▸ **Given text**:
_ _ _ _ _
By Tina Bellon and Akanksha Rana
(Reuters) – Home-bound customers of Uber Technologies Inc. more than doubled their orders from the company’s food-delivery service in the second quarter but demand for ride-hailing trips only marginally recovered from pandemic rock-bottom.
The company said that despite those larger challenges it is sticking to its goal of being profitable on an adjusted basis before the end of 2021 thanks to stringent cost-cutting measures and a strong balance sheet. Uber recorded an adjusted loss in earnings before interest, taxes, depreciation and amortization of $837 million in the second quarter.
Shares were down 2.9% at $33.72 in after-hours trading.
Ride-hailing trips, in the past responsible for nearly two-thirds of Uber’s revenue, increased 5 percentage points from their low in April, but gross bookings remained down 75% from last year.
Uber’s chief executive officer, Dara Khosrowshahi, told analysts on a conference call on Thursday that rides recovery depended on the ability of different countries to contain the virus, with the recovery so far led by Asia, excluding India.
In Hong Kong and New Zealand, ride bookings at times exceeded pre-COVID-19 levels, while trip requests in Germany, France and Spain have improved to just a 35% decline from a year ago.
“Our global geographic footprint remains a huge advantage,” Khosrowshahi said.
The company on Thursday posted a $1.8 billion net loss from April through June, including charges related to laying off 23% of its global workforce during a period when infections of the novel coronavirus continued to spread in the United States, Uber’s largest market.
The number of active platform users across the 69 countries in which Uber operates nearly halved year-over-year, from 99 million to 55 million.
Uber’s second-quarter revenue fell 29% to $2.24 billion from the year prior, beating analysts’ average estimate of $2.18 billion, according to IBES data from Refinitiv.
Revenue at Uber Eats doubled to $1.2 billion, boosted by greater demand for delivery as Americans largely continue to stay home. Uber last month expanded its delivery reach by announcing the acquisition of Postmates Inc for $2.65 billion to expand the business of supplying everyday goods.
Uber’s ride-hailing segment remained battered by the coronavirus crisis, with revenue from the United States and Canada, its largest combined market, declining to $1.25 billion. Nevertheless, ride-hailing was the only segment generating an adjusted EBITDA profit, of $50 million.
Uber said fewer U.S. ride-hail drivers were returning to the platform compared with other countries. Uber faces several legal challenges over the status of its drivers in the United States, with California and Massachusetts suing the company over the alleged mis-classification of drivers as independent contractors.
Uber Eats, whose gross bookings more than doubled, narrowed losses, recording a $232 million adjusted EBITDA loss in the second quarter. Uber’s CFO, Nelson Chai, said the company expects third-quarter losses to be roughly the same.
He also told analysts that Uber’s food-delivery business would be profitable in the vast majority of countries in which it operates within a couple years.
Uber in recent months has closed Eats operations in eight smaller markets, including in Eastern Europe and the Middle East. It also cut losses from its Eats business in India, where it sold its food-ordering business to a local competitor in exchange for a stake in the company.
Uber Eats was also gaining traction in the suburbs, including the outer boroughs of New York City, where the food delivery service is now the market leader, the company said.
Uber executives said cost-cutting was helping to improve margins, along with better route planning and more restaurants relying on its delivery couriers.
_ _ _ _ _
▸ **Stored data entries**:

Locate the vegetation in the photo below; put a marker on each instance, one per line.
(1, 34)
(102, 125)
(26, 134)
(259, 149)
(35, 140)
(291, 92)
_ _ _ _ _
▸ **Work instructions**:
(a) Based on the Uber earnings article, is each statement below true? Answer yes or no for each and quote the deciding words. (i) Uber's second-quarter revenue beat analysts' average estimate. (ii) India led the recovery in ride bookings so far. (iii) Uber Eats was the only segment to generate an adjusted EBITDA profit.
(b) Repeat, word for word, everything in the Uber earnings article from "Uber Eats, whose" down to "roughly the same.".

▸ **Solutions to the exercise**:
(a)
(i) Yes: "beating analysts’ average estimate of $2.18 billion"
(ii) No: "with the recovery so far led by Asia, excluding India"
(iii) No: "ride-hailing was the only segment generating an adjusted EBITDA profit, of $50 million"

(b)
Uber Eats, whose gross bookings more than doubled, narrowed losses, recording a $232 million adjusted EBITDA loss in the second quarter. Uber’s CFO, Nelson Chai, said the company expects third-quarter losses to be roughly the same.